───── Extract to read ─────

An interesting point to note is that neither the Temporary Framework nor the European Commission decision on the federal loan guarantee scheme prohibits the distribution of dividends.

€3 billion Flemish loan guarantee scheme

The Flemish loan guarantee scheme was found to be in accordance with the loan scheme template of the Temporary Framework and was approved accordingly.

It is important to note that the Flemish measure is a second line instrument. It will be open to undertakings whose loans are not eligible for a guarantee under the forthcoming Belgian federal loan guarantee scheme:

  • All undertakings active in the Flemish region are eligible for the guarantee, with the exception of financial intermediaries;
  • The measure covers both working capital and investment loans;
  • The loans covered by the measure may be new loans or existing loans after they are restructured with the borrower’s consent. To be eligible for the guarantee, the financial intermediary must (with the borrower’s consent) adjust certain loan conditions;
  • The maturity of the loans is not limited under the measure. The term of the guarantee is limited to a maximum of six years;
  • Eligible undertakings may submit an application until the last date on which the guarantee can be granted, viz. 31 December 2020.

An interesting point to note is that neither the Temporary Framework nor the European Commission decision on the Flemish loan guarantee scheme prohibits the distribution of dividends.

Deferred payment of Walloon airports concession fees

Finally the European Commission has approved a support scheme for the Walloon airports. The scheme will be accessible to the operators of the Charleroi and Liege airports, and will allow them to defer payment of the concession fees that would in principle be due for the year 2020. 

The Commission found that the Walloon scheme is in line with the conditions set out in the Temporary Framework for deferred payments of taxes and fees. In particular, the payment deferral may only be granted until the end of this year and its term will not exceed six years. The payment deferral involves minimum remuneration in line with the Temporary Framework.

More Belgian State aid measures to follow

A myriad of State aid measures by other Member States has been approved either under the Temporary Framework, or ad hoc under Article 107(3)(b) TFEU (which relates to aid to remedy a serious disturbance to the economy). To a lesser extent, there have been decisions under Article 107(2)b TFEU to compensate specific companies or specific sectors for the damage directly caused by exceptional occurrences, such as the coronavirus outbreak.

───── Recorded data ─────

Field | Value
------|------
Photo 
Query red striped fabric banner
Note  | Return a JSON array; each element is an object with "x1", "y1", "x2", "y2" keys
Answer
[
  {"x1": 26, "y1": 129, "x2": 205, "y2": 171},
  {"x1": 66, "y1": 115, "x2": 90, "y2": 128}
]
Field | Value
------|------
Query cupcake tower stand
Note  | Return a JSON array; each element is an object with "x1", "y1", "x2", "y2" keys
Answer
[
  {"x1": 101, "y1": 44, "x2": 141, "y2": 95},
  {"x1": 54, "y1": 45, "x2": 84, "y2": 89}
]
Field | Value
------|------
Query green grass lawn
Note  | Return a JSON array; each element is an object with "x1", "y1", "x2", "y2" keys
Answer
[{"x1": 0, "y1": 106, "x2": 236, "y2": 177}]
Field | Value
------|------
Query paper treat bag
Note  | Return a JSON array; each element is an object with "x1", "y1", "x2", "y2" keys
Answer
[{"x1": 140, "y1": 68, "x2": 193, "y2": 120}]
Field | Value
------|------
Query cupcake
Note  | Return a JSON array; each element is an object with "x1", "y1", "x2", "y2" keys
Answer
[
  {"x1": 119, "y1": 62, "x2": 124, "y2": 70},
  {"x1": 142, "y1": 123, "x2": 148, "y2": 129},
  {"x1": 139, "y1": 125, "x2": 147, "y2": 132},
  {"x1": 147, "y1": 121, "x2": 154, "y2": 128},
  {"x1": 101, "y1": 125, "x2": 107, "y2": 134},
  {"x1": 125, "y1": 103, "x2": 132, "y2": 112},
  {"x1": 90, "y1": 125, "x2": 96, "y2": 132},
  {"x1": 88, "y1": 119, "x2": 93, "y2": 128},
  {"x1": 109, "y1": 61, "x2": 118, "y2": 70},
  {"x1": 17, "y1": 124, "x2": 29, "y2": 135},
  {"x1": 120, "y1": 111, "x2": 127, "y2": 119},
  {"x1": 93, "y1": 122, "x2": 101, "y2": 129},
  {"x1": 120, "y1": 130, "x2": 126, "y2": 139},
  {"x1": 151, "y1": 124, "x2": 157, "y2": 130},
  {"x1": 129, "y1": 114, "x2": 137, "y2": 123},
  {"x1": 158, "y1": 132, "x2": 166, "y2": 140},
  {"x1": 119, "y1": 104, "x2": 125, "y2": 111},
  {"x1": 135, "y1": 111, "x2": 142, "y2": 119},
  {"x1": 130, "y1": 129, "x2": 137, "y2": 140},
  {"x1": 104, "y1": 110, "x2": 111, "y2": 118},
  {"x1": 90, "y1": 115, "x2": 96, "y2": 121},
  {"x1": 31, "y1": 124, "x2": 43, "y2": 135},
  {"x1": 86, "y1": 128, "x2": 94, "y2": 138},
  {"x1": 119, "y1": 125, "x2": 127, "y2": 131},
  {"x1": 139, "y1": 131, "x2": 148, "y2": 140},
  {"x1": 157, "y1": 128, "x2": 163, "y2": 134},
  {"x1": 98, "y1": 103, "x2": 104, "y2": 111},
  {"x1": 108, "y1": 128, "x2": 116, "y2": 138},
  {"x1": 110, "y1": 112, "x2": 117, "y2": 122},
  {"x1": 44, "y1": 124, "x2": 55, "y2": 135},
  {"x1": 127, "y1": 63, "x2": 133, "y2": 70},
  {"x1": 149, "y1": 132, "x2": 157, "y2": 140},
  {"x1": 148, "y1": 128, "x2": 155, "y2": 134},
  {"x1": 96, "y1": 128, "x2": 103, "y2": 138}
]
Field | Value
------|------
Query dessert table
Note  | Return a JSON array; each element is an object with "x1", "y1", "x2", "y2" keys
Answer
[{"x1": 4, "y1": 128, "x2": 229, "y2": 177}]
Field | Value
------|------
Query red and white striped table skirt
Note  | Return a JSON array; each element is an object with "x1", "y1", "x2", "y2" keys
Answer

─────

- _Exercise directions_:
Please extract the passage of the State aid text starting at "More Belgian State" and ending at "the coronavirus outbreak.". The lines are separate material, apart from the State aid text.

- _Exercise solution_:
More Belgian State aid measures to follow

A myriad of State aid measures by other Member States has been approved either under the Temporary Framework, or ad hoc under Article 107(3)(b) TFEU (which relates to aid to remedy a serious disturbance to the economy). To a lesser extent, there have been decisions under Article 107(2)b TFEU to compensate specific companies or specific sectors for the damage directly caused by exceptional occurrences, such as the coronavirus outbreak.